- _Problem description_
Please pick up the article about the Warrnambool BMX club's new start gate and continue it from its last sentence.

More than 120 riders competed in the classic, including 26 entrants in a bumper 14+ male class.
Warrnambool club president Luke Pretlove said the start gate was the first of its kind in the southern hemisphere.
“It’s an imported gate system from the Netherlands,” he said.
“It is sold all through Europe and from what the club could read into getting a gate system, this was the safest one we could find in the world and the most efficient.
“Today is its first really big test after only getting the power on Thursday. So far it’s all good.
“It has an air ram on it which lifts it up and and also pulls it down. It is hooked up from a control box which has voice commands which is all UCI regulated with the random starts, so it is the same as you’d have at the Olympics or world championships.
“We found something that was a bit safer than our old system and also very well priced and we worked out we could fit it in our budget.”
The Jetty Flat Reserve track features a traditional layout with 180-degree turns.
Ex-Warrnambool club member and former BMX world champion Ash McCutcheon designed the 370-metre track.
Pretlove said it was modernised.

Part of a data file
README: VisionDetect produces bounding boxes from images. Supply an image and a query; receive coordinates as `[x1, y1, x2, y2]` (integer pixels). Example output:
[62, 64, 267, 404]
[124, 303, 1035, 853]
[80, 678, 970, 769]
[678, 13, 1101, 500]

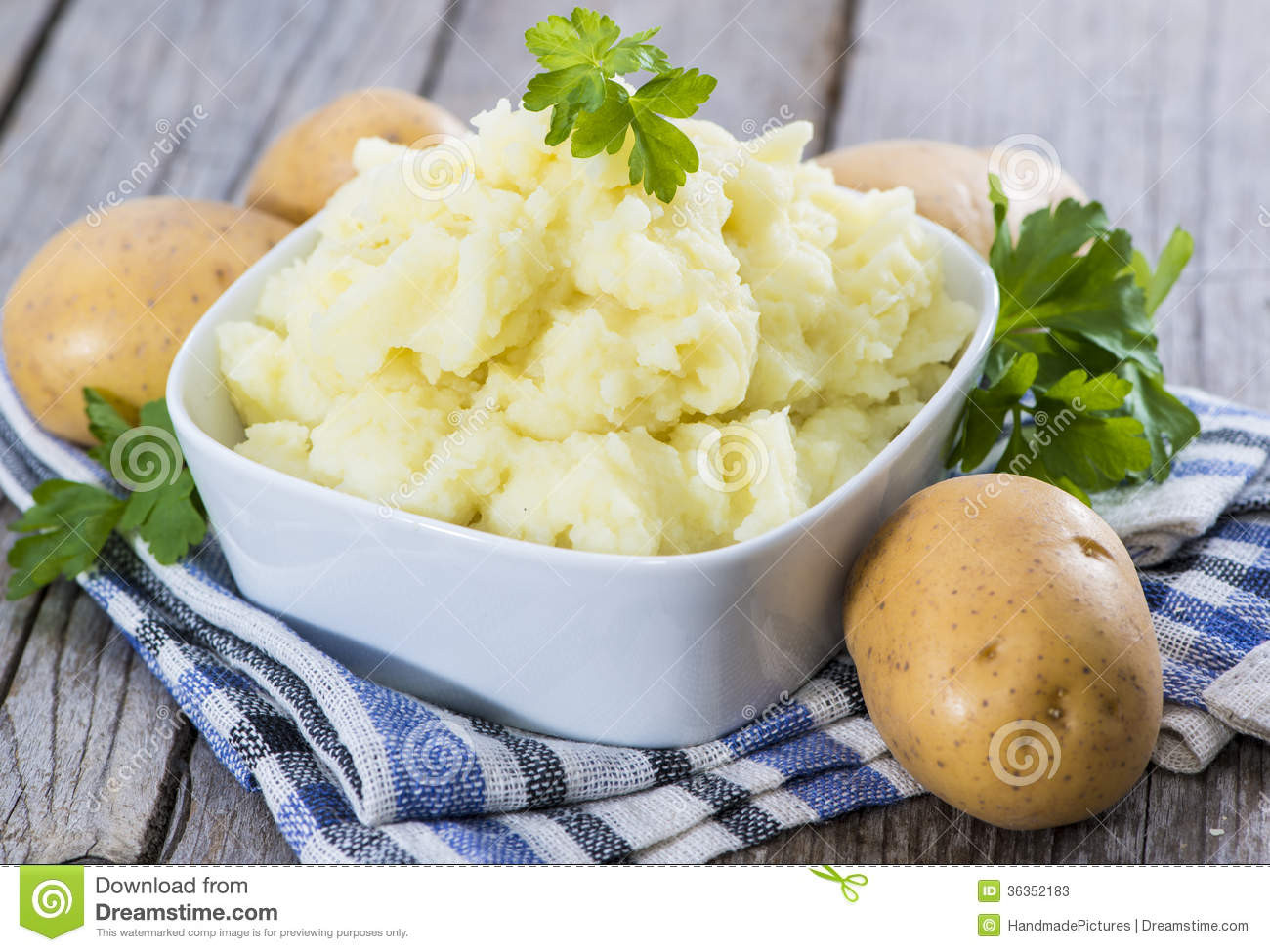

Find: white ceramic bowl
[168, 212, 997, 746]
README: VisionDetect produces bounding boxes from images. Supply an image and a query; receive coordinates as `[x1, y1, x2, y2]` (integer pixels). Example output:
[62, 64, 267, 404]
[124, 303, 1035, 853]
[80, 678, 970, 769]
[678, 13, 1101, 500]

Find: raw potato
[4, 197, 293, 443]
[817, 139, 1088, 258]
[843, 474, 1164, 829]
[246, 86, 467, 223]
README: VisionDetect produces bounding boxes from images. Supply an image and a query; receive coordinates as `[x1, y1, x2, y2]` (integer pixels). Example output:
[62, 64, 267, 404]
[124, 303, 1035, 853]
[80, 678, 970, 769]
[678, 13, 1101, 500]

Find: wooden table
[0, 0, 1270, 863]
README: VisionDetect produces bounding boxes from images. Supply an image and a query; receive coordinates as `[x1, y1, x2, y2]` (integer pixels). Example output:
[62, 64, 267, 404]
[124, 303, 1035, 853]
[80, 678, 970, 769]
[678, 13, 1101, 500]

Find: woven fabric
[0, 381, 1270, 863]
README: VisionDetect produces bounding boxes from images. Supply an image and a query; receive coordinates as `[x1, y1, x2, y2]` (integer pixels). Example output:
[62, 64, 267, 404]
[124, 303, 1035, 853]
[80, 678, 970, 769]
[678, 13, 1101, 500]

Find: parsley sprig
[949, 175, 1199, 502]
[7, 389, 207, 600]
[515, 7, 716, 202]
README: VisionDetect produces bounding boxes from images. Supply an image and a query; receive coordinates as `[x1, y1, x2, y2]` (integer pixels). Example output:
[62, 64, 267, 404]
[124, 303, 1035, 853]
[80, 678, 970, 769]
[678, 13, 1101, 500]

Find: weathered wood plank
[0, 0, 1270, 862]
[433, 0, 847, 151]
[0, 0, 63, 113]
[0, 0, 444, 862]
[160, 737, 296, 863]
[0, 581, 194, 863]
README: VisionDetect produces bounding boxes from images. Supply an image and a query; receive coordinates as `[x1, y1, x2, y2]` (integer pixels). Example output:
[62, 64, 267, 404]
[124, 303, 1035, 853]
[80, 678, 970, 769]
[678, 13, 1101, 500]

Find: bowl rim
[165, 212, 1000, 571]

- _The output_
“It is all run on a transponder timing system which is probably another big advancement from the old track,” Pretlove said.
“I think we are the only track which runs three transponder loops in Australia.
“It used to be all by pencil, people used to pencil in the numbers as people cross the line or we’d have pointers.
“For a bigger event we’ll run transponders and for our club days go back to the old system.”
Pretlove said the BMX club, which still has to demolish buildings at its former Queens Road track, would now turn its attention to landscaping, hand rails, lights, bitumen turns and a car park.
“There is still lots of work to do but we are up and running as a club again I suppose,” he said.
“We can get practice and racing under way and all the other things will come along.”